(Referring expression data)
· · ·

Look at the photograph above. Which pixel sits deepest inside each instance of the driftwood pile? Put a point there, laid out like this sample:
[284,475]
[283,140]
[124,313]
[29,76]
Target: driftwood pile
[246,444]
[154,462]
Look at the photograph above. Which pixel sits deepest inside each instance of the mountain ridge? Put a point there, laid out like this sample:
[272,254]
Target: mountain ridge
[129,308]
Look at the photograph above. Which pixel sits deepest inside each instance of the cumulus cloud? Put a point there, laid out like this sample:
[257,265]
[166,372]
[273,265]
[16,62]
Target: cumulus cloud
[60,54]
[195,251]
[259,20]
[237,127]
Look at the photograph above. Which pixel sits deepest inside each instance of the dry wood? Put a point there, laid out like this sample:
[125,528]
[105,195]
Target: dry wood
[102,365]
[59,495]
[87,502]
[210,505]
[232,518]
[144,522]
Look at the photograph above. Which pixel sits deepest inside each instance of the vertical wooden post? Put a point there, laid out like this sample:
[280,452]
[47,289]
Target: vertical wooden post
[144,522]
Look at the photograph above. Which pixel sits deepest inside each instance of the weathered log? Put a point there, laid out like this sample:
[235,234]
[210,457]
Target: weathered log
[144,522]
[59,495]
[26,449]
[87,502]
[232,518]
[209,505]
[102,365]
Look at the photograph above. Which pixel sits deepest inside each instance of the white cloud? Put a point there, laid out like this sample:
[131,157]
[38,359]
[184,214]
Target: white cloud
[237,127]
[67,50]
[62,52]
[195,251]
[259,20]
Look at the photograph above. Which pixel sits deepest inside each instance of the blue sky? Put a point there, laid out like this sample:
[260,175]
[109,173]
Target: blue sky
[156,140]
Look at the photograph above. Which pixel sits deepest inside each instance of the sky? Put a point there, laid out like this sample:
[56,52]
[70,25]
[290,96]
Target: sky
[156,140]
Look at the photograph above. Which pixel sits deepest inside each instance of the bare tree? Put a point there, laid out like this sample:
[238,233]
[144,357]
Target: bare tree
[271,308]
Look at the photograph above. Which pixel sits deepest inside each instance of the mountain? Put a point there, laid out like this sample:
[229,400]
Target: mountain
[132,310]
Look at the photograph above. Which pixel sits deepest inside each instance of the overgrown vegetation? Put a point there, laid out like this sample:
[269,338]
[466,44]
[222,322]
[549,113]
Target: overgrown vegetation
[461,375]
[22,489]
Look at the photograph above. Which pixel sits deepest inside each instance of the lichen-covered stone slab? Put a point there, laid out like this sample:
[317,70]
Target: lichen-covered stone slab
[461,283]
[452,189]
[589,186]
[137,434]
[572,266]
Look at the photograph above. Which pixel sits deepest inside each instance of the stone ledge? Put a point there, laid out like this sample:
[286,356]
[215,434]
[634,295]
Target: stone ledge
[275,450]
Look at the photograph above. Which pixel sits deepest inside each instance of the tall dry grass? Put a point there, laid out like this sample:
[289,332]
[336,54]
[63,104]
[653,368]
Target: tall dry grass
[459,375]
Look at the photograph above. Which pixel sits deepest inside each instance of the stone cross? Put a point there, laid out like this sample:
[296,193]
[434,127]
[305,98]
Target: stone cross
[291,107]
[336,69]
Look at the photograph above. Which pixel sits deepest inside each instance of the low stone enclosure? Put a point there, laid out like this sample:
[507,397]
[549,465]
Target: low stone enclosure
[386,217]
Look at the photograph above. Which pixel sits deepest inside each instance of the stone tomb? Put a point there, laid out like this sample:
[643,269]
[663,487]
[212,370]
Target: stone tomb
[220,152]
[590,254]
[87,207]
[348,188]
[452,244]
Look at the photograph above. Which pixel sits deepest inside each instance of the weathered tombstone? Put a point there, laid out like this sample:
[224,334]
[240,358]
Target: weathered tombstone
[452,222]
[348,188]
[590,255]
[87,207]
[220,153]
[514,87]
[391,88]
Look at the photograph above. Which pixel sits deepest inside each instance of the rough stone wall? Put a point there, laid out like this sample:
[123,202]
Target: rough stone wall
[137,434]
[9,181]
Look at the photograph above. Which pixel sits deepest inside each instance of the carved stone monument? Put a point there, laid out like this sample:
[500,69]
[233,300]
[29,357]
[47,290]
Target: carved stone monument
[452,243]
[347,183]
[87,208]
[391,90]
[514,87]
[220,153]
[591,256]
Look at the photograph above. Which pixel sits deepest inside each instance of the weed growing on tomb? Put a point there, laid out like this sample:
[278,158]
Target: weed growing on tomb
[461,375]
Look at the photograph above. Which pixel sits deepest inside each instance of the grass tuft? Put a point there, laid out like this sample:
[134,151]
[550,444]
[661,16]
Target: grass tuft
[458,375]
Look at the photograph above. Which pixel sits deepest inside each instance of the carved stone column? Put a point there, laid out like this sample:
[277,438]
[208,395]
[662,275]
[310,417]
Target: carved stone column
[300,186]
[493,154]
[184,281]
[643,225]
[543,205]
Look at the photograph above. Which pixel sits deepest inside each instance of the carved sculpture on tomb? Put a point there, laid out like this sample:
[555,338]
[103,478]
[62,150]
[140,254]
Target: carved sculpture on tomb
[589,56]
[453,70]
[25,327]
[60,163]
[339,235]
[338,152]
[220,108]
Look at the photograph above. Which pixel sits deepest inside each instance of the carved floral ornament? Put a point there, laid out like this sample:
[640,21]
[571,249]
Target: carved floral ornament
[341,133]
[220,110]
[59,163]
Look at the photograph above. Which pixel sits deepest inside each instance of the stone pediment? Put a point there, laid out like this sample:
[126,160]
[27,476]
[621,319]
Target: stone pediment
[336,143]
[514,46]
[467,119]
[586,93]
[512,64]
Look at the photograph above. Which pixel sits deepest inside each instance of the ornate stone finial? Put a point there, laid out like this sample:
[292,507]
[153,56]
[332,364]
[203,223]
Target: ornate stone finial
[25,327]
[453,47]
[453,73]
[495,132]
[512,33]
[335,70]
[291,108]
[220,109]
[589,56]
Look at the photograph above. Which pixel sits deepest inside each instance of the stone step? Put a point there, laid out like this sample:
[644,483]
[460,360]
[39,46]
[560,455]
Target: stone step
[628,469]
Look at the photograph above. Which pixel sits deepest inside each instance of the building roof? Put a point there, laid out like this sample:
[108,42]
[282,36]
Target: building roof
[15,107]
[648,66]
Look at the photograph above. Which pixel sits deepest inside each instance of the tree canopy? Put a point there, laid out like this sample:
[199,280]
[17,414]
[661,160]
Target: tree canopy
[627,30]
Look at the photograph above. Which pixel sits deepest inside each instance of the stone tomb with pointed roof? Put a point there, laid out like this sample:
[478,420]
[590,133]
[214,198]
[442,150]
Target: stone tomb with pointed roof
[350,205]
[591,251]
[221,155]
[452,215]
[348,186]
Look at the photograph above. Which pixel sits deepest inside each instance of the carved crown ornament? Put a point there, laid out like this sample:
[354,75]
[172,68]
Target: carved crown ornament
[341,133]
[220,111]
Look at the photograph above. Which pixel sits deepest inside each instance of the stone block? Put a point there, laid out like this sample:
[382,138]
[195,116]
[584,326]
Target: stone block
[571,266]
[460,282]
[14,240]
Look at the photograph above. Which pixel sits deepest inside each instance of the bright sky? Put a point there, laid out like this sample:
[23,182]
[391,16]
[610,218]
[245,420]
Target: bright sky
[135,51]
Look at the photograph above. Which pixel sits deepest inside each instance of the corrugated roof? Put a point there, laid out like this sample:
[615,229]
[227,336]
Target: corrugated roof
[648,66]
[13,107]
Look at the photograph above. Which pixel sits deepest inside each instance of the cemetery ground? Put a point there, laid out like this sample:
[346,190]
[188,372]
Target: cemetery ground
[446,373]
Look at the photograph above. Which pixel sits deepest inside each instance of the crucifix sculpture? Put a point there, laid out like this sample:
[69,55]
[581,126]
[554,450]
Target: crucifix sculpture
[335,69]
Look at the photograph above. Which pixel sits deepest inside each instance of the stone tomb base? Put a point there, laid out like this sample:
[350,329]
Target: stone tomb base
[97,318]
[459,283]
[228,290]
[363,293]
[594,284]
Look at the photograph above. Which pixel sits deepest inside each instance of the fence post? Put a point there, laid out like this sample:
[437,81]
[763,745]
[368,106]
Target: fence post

· · ·

■ Work to be completed:
Write out every line of the entries that holds the word "fence".

■ Result of the exercise:
Look at the photograph above. Which pixel sits deepest inside each instance of the fence post? Put a point there, laid out like this sample:
Target: fence post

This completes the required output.